■ ACTION ITEM ■
According to the Gomashio recipe, why should the sesame seeds go on an oven tray with a good rim? Answer in one to three sentences.

■ SELECTED TEXT ■
___
To make a good sized jar of Gomashio, which will keep for a while take 200g of raw (untoasted) sesame seeds and arrange them on an oven tray with a good rim. The rim is important because you need to stir the seeds during processing and don't want them spilling everywhere.

Pop them in the oven with the thermostat set at 150C for 5 to 10 minutes (depends if the oven was hot when they went in) while you prepare a brine with 20g of good quality salt in about 150-200 ml of hot water. Make sure all the salt crystals have dissolved.

Get the tray of seeds out of the oven, they'll be hot and starting to toast (but not burnt!) so use gloves. Drizzle your brine over the sesame using a spoon so that there are no tsunami like events that wash everything away. It will sizzle wonderfully.

Stir everything around until all the seeds are wet then put the tray back into the oven and reduce the heat to about 120C. Leave to dry for about an hour giving everything a stir halfway through.

At the end of the hour, give it all another stir to make sure all the seeds are separate and there are no soggy pockets then turn off the heat and leave the tray in the cooling oven to dry completely. When cold store in an airtight jar.

It's then ready to be sprinkled over rice or beans, used whole or ground down a little in the pestle and mortar for a finer sprinkle. Salty and good for you.

Monday, February 01, 2010

Day 1



Of course, as soon as I try to examine our diet to see where healthy improvements can be made it seems easy to justify nearly every culinary decision and entrenched habit. But I'm still on for the project. I'll start by listing the aims:

1) Reduce alcohol intake to the month to zero. This is for health reasons, to give my system time to regroup and repair without adding additional challenges.
___
■ EXTRACTED DATA ■
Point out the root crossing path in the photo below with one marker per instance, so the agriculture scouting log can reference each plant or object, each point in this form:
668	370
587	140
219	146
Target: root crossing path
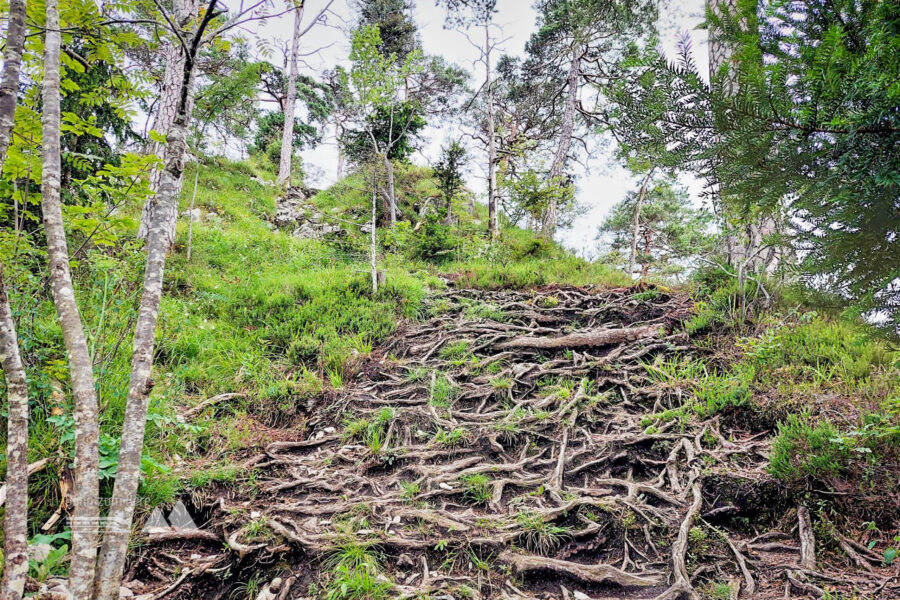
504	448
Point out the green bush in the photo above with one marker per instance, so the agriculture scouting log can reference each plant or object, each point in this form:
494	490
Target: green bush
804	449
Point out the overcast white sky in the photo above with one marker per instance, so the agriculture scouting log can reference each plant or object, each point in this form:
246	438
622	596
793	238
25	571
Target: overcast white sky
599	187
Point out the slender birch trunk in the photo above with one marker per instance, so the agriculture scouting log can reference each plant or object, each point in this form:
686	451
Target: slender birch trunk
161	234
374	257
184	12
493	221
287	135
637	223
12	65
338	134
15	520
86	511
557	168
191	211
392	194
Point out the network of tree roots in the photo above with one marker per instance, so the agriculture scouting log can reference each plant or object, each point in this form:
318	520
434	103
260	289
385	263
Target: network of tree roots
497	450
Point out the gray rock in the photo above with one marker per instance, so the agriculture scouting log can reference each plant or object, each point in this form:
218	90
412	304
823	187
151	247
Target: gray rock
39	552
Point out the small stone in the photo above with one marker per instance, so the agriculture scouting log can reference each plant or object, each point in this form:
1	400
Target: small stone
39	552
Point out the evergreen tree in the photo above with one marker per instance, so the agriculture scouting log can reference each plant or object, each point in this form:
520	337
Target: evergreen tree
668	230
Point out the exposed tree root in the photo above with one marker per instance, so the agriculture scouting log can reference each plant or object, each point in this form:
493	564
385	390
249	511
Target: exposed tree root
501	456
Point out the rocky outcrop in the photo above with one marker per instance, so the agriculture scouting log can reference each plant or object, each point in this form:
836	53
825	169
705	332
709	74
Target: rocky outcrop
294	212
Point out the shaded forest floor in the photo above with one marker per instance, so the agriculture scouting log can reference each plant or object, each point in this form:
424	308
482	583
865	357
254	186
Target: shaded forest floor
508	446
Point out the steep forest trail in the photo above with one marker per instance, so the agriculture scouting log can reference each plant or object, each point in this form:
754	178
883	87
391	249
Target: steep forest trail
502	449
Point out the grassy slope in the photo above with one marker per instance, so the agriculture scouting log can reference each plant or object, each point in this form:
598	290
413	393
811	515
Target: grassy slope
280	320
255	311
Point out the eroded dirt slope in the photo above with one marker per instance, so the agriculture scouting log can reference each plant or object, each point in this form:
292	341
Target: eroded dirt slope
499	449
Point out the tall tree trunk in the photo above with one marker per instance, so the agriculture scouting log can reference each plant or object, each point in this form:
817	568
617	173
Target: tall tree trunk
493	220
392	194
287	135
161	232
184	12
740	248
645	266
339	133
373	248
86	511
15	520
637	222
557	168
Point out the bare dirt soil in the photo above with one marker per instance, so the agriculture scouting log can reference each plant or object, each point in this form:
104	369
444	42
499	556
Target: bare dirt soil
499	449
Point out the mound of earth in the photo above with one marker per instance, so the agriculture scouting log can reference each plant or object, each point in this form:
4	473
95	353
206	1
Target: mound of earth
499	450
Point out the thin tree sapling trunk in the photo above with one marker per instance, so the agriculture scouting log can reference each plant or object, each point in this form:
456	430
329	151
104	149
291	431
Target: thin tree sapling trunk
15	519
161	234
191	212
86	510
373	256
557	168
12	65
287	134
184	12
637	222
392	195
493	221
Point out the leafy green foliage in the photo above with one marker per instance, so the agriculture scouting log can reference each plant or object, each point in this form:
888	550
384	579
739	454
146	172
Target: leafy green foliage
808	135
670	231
___
■ TASK SOLUTION ■
The seeds have to be stirred during processing. The rim keeps them from spilling everywhere.